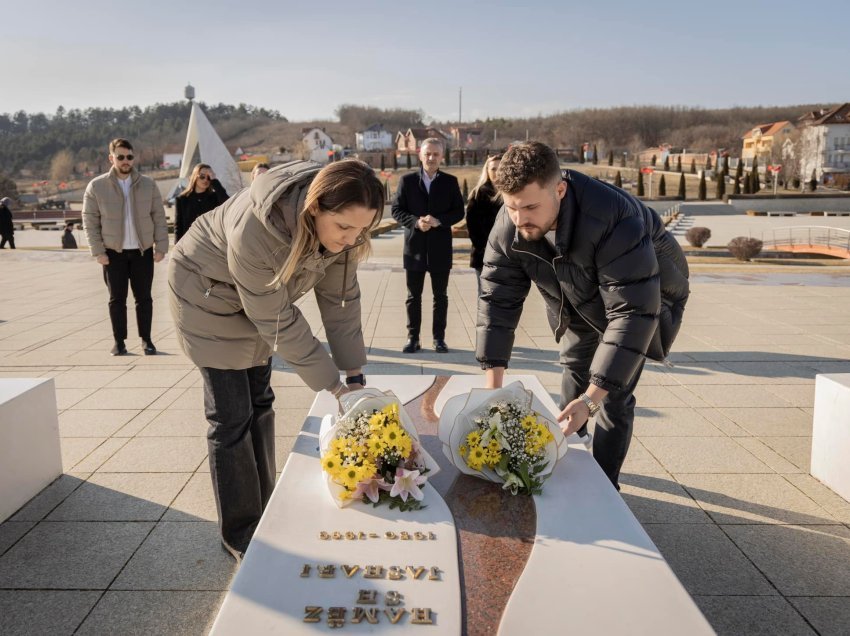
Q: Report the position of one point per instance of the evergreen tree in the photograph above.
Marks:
(756, 186)
(720, 190)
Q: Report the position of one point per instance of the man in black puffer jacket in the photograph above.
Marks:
(614, 280)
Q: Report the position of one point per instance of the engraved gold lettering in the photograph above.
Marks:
(336, 616)
(367, 597)
(369, 613)
(421, 616)
(395, 614)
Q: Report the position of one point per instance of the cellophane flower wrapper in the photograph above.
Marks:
(457, 425)
(416, 467)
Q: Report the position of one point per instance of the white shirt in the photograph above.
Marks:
(131, 239)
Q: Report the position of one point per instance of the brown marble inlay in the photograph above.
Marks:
(495, 530)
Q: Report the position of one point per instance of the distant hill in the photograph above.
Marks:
(75, 141)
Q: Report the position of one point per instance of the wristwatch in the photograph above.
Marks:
(356, 379)
(592, 406)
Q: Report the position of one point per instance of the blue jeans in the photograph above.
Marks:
(240, 439)
(615, 419)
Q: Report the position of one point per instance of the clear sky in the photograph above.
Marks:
(306, 58)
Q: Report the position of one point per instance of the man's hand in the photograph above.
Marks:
(573, 416)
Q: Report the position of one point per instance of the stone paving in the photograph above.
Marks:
(125, 541)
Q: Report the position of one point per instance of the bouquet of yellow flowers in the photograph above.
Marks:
(499, 435)
(373, 454)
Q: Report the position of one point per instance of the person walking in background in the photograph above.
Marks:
(427, 203)
(481, 209)
(203, 194)
(7, 226)
(69, 242)
(614, 280)
(125, 226)
(233, 281)
(259, 169)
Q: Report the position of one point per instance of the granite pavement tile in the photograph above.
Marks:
(31, 612)
(753, 616)
(815, 560)
(143, 613)
(179, 556)
(121, 497)
(742, 498)
(706, 560)
(830, 616)
(71, 555)
(158, 455)
(703, 455)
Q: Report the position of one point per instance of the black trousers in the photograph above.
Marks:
(240, 440)
(130, 268)
(439, 288)
(616, 416)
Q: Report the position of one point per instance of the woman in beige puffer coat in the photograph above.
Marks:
(234, 278)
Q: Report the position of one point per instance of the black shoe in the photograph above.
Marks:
(412, 346)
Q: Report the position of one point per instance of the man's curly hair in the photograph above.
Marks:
(526, 163)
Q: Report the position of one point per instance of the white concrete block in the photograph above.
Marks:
(30, 457)
(831, 432)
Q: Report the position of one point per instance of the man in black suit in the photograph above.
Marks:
(427, 203)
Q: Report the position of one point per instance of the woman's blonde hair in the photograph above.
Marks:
(337, 186)
(194, 177)
(484, 179)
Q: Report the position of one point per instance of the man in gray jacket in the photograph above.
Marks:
(613, 279)
(127, 233)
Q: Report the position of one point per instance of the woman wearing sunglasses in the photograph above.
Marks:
(234, 279)
(203, 193)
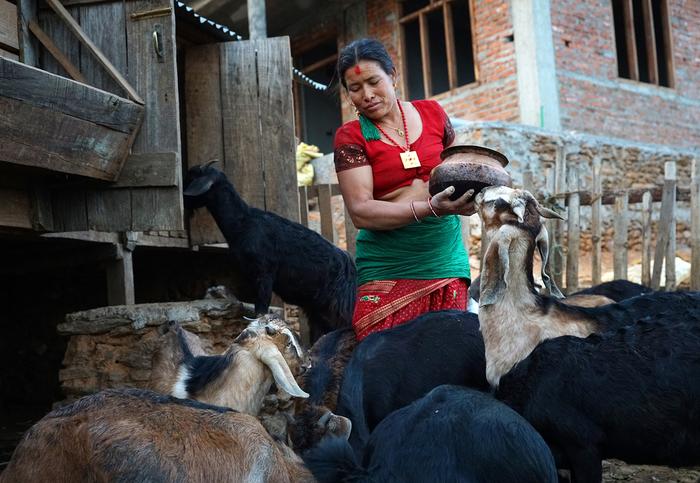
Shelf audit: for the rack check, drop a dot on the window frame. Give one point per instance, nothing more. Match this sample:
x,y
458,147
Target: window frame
x,y
421,15
653,68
____________________
● **ZADANIE**
Przedstaw wszystkie powyższe dane jako listę JSON ciągów znaków, po jednym dla każdego wiersza, z pominięciem pustych wierszy. Oznaczenia obrazów należy pominąć w odpowiedzi.

● **ROZWIĄZANIE ZADANIA**
[
  "Q: Report the position of one point per instance of the evergreen tree in the photograph above.",
  "Marks:",
  "(756, 186)",
  "(720, 190)",
  "Q: Report the position of one point per instance of the man in black puffer jacket in the photograph above.",
  "Marks:",
  "(614, 280)",
  "Q: Report the position of one point per instance of the engraved gold lettering in the photograph above.",
  "Marks:",
  "(336, 616)",
  "(367, 597)",
  "(369, 613)",
  "(421, 616)",
  "(395, 614)",
  "Q: Report the position of one point per instance of the cellophane flower wrapper in the photograph above.",
  "Marks:",
  "(457, 425)",
  "(416, 467)",
  "Q: Report the position of one point per instance of the white shirt in the photograph above.",
  "Marks:",
  "(131, 239)",
  "Q: Report the position of one point per instance of the brown marble inlay in the photograph above.",
  "Marks:",
  "(495, 530)",
  "Q: Report the position of one point per instance of the distant hill in the photograph above.",
  "Marks:",
  "(75, 141)",
  "Q: Report the position of one point per instance of the wristwatch in the photograph above.",
  "Marks:",
  "(356, 379)",
  "(592, 406)",
  "Q: Report the position of one point per instance of the blue jeans in the photograph above.",
  "Marks:",
  "(240, 439)",
  "(615, 419)",
  "Q: Report the position of one point per instance of the clear sky in the photograph above.",
  "Marks:",
  "(306, 58)",
  "Q: Report the position of one point per instance of the man's hand in the photograph above.",
  "Marks:",
  "(573, 416)",
  "Q: Report the position of one point per instance of the stone paving in the photograph above.",
  "Marks:",
  "(125, 541)",
  "Q: Report the position of one point per instance of the bouquet of yellow flowers in the photograph above.",
  "Marks:",
  "(499, 435)",
  "(373, 454)",
  "Q: Report the position of one point per instance of the person walking in background in the photograph above.",
  "Marks:",
  "(427, 203)",
  "(481, 209)",
  "(203, 194)",
  "(7, 226)",
  "(69, 242)",
  "(614, 280)",
  "(125, 226)",
  "(233, 281)",
  "(259, 169)",
  "Q: Report the position of one point per instance of the granite pavement tile in the photograph above.",
  "Marks:",
  "(31, 612)",
  "(753, 616)",
  "(815, 560)",
  "(143, 613)",
  "(179, 556)",
  "(121, 497)",
  "(742, 498)",
  "(706, 560)",
  "(830, 616)",
  "(71, 555)",
  "(158, 455)",
  "(703, 455)",
  "Q: Report the position of one point per instance of the black trousers in the photograph above.",
  "Marks:",
  "(240, 440)",
  "(130, 268)",
  "(439, 288)",
  "(616, 416)",
  "Q: Report the position of one point per instance of the woman in beige puffer coat in the photograph above.",
  "Marks:",
  "(234, 278)",
  "Q: Report the position of one point per instance of the black shoe in the photograph above.",
  "Marks:",
  "(412, 346)",
  "Q: Report the position of one point per instance of the man's curly hair in the photograph above.",
  "Marks:",
  "(526, 163)",
  "Q: Report the position of one point per instance of the white concrete block in the photograph above.",
  "Marks:",
  "(30, 457)",
  "(831, 432)",
  "Q: Report the position of one point per instance of the man in black suit in the photograph above.",
  "Marks:",
  "(427, 203)",
  "Q: Report the position of one point per instance of the woman's blonde hair in the photograph above.",
  "Marks:",
  "(337, 186)",
  "(194, 177)",
  "(484, 179)",
  "Q: Report the position of one point per instance of the man in gray jacket in the photograph above.",
  "Marks:",
  "(613, 279)",
  "(127, 233)",
  "Q: Report the position of one point per instance of the woman wearing sunglasses in the photograph above.",
  "Marks:",
  "(234, 279)",
  "(203, 193)",
  "Shelf audit: for the rack check, drop a dot on the window frame. Give one point per instance, nothing more. Match this sample:",
  "x,y",
  "458,147",
  "Target: window frame",
  "x,y",
  "421,15",
  "653,68"
]